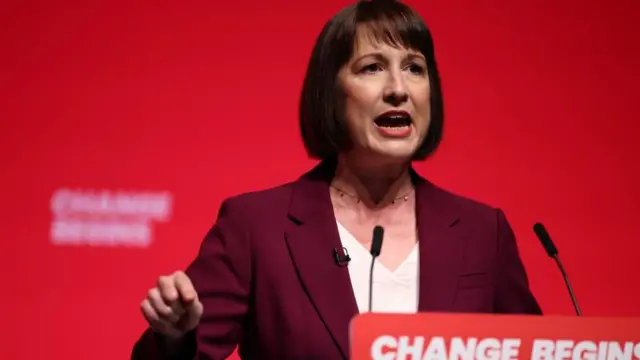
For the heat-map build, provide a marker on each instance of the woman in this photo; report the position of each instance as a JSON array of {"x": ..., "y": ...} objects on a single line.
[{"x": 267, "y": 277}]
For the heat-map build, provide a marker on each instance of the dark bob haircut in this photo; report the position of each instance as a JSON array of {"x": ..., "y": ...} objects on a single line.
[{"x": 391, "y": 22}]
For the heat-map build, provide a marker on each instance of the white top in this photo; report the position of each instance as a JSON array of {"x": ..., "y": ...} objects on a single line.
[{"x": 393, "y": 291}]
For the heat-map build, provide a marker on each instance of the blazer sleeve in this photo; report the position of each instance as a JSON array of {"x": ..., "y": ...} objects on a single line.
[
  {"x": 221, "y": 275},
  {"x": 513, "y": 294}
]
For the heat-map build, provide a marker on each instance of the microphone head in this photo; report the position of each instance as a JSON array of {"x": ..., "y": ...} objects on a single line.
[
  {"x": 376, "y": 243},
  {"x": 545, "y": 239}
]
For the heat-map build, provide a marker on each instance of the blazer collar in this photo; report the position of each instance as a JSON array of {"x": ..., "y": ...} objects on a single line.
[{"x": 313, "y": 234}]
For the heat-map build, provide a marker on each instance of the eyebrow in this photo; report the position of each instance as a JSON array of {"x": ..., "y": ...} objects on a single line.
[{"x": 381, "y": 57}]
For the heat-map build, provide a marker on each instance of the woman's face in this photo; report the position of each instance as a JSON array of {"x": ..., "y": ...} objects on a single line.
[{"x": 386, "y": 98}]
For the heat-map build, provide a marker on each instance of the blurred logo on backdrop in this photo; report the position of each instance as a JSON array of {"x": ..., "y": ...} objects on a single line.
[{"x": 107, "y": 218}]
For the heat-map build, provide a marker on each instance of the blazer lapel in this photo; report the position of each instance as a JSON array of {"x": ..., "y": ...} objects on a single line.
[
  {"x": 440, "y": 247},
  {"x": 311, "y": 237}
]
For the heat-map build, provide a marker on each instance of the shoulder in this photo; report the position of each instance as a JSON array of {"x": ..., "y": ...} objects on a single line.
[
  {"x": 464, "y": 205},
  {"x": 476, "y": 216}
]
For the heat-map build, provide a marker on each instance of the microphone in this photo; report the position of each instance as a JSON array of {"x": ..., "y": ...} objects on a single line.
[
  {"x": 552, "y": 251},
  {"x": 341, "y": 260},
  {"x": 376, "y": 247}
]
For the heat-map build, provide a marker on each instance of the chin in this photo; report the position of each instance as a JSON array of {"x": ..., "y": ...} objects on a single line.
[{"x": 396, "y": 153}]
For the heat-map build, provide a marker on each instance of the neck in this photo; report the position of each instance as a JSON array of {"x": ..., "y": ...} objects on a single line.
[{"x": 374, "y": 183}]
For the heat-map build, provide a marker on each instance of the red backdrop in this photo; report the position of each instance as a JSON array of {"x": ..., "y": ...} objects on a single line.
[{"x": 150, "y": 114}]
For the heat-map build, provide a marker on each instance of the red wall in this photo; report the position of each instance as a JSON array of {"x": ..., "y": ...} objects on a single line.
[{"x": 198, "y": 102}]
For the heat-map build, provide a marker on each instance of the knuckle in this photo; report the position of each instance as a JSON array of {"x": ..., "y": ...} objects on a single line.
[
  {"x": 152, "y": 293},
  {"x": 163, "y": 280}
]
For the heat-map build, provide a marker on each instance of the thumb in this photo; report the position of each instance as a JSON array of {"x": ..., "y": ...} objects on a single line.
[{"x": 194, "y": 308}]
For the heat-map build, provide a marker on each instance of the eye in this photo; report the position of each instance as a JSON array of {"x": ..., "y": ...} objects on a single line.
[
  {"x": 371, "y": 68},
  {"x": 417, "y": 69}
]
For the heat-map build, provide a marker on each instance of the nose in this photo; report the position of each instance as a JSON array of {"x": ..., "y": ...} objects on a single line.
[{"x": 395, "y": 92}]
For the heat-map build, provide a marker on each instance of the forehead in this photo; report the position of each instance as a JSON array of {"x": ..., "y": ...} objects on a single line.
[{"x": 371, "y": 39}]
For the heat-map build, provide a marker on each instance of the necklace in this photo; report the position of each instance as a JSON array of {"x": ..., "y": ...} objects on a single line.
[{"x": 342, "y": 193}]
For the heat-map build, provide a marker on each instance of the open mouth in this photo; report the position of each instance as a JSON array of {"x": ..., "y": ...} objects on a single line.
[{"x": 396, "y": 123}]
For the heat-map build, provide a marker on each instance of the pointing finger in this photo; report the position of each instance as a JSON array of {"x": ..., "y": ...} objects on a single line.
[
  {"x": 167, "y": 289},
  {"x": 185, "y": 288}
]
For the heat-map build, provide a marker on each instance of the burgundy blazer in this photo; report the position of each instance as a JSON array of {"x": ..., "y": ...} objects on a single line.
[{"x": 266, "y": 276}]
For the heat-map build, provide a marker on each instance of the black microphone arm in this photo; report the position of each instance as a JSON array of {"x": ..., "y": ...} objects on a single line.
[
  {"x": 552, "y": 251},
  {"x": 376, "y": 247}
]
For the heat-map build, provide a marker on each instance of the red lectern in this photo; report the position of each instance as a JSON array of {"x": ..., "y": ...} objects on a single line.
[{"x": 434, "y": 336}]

________________________

WHAT THIS TASK INVOLVES » Print the entire listing above word for word, leaving out the pictures.

RESULT OF THE TASK »
For the heat-map build, provide a marker on each instance of the woman in this photo; report the position of each instance as a JSON array of {"x": ..., "y": ...} objects on a single line.
[{"x": 267, "y": 277}]
For the heat-map build, provide a marker on each instance of the dark bob haircut in this photo; report the position of each instance as a JSON array of {"x": ..., "y": ...} objects on a single line.
[{"x": 391, "y": 22}]
For the heat-map build, provide a marker on each instance of the white top in this photo; report the position of each instance as a JSON array of {"x": ..., "y": ...} objects on a single line.
[{"x": 393, "y": 291}]
For the heat-map build, provide a marker on each instance of the blazer sleeve in this photo; report the position of each instance as a JSON array of {"x": ..., "y": ...} objects on a single line.
[
  {"x": 221, "y": 275},
  {"x": 513, "y": 294}
]
For the heat-map build, provide a marker on each instance of the microphone head in this photo; report the position of each instance as a JSON array of {"x": ..., "y": ...} objects on a single line.
[
  {"x": 376, "y": 243},
  {"x": 545, "y": 239}
]
For the heat-map build, provide a marker on each instance of the blazer collar in this photo; report the position of each instance as a JSON array of {"x": ..., "y": ...} objects on a single line.
[{"x": 313, "y": 234}]
For the heat-map build, provide a marker on each instance of the eyebrow in this photo; report the position of each instance as a JSON array of {"x": ..., "y": ...} objects on a single line.
[{"x": 381, "y": 57}]
For the heat-map build, provide a marker on each instance of the woman's face in this photo; report the position of each instance as a JSON array of {"x": ..., "y": ...} objects on a single line.
[{"x": 386, "y": 98}]
For the heat-map build, provide a marker on each instance of the blurred logo on backdrop in this photo; report the position of each instance as a JSON array of {"x": ..., "y": ...} objects on a single line.
[{"x": 107, "y": 218}]
For the heat-map build, provide a marker on each instance of the blazer lapel in this photo; report the position of each instance as a JSON array of {"x": ..., "y": ...} objects on a single line.
[
  {"x": 440, "y": 247},
  {"x": 311, "y": 237}
]
For the heat-map build, provide a marker on each instance of the shoulder in this photo; report the position of each instance as a JSON array of {"x": ..., "y": ...} objects on a single line.
[
  {"x": 464, "y": 205},
  {"x": 476, "y": 216}
]
For the heat-map build, provide a marker on each instance of the microphone in this photo; report the position of each instance as a JSON array of {"x": ..., "y": ...} objects on a single line.
[
  {"x": 552, "y": 251},
  {"x": 341, "y": 260},
  {"x": 376, "y": 247}
]
For the heat-map build, provide a marker on each instance of the chin in this photo; report the position of each instance as a JSON array of {"x": ..., "y": ...} objects on a single line.
[{"x": 396, "y": 153}]
For the heat-map build, provide a marker on each instance of the neck in this photo; report the position of each instance as a JSON array of {"x": ..., "y": ...} objects on a single line.
[{"x": 374, "y": 183}]
For the heat-map build, provide a marker on each instance of the red backdrop in this photo; report the position of each instance as a JSON array of {"x": ..., "y": ...} objects on a single line.
[{"x": 150, "y": 114}]
For the heat-map build, provide a marker on each instance of the red wall in this photo; report the position of each instance as a JSON array of {"x": ..., "y": ...} objects on a single line.
[{"x": 198, "y": 102}]
For the heat-map build, provide a marker on each instance of the knuckle in this photo; report the position of each instance as a JSON array of {"x": ..., "y": ...} objects on a single line.
[
  {"x": 152, "y": 293},
  {"x": 163, "y": 280}
]
For the heat-map build, provide a marker on each instance of the thumb in this photo; report the position of each instance as a JSON array of {"x": ..., "y": ...} objects on a single line.
[{"x": 194, "y": 308}]
For the heat-map build, provide a marker on each instance of the eye in this photo; report the position of each instance as a JSON array of {"x": ..., "y": ...} objects on a single line.
[
  {"x": 371, "y": 68},
  {"x": 417, "y": 69}
]
For the heat-map build, provide a marker on each instance of the nose in this photo; report the position of each instance as a JSON array of {"x": ..., "y": ...} objects on a single line.
[{"x": 395, "y": 92}]
For the heat-map build, provide a marker on each instance of the forehead in this photo; report the position of each instance as a JSON array of {"x": ..., "y": ...} objects on a single line.
[{"x": 371, "y": 39}]
For the heat-map build, provide a marker on each instance of the necklace in this photo; report the position of each instance as a JSON array of {"x": ..., "y": ...} objects on a single line.
[{"x": 342, "y": 193}]
For the heat-map build, provide a marker on each instance of the open mouth in this photo; report the position of each instance as a JSON array of {"x": ..., "y": ...} objects on a single line.
[{"x": 396, "y": 123}]
For the heat-map build, provide a marker on each instance of the pointing finger in this photo; report the position of each instance as a JSON array of {"x": ..., "y": ...} objects on a single line.
[
  {"x": 167, "y": 289},
  {"x": 185, "y": 288}
]
For the heat-map build, provide a marker on each instance of the burgundy blazer in this photo; report the position of each instance as a JSON array of {"x": ..., "y": ...} objects on a single line.
[{"x": 266, "y": 276}]
For the heat-map build, provide a marker on each instance of the black microphone arm in this photo; report the position of each instance as a JSON array of {"x": ..., "y": ...} objects on a single line.
[
  {"x": 552, "y": 251},
  {"x": 376, "y": 247}
]
For the heat-map build, provide a marker on each instance of the red lectern in this photo; report the position of each instance as a JSON array of {"x": ..., "y": ...} objects on a single line.
[{"x": 434, "y": 336}]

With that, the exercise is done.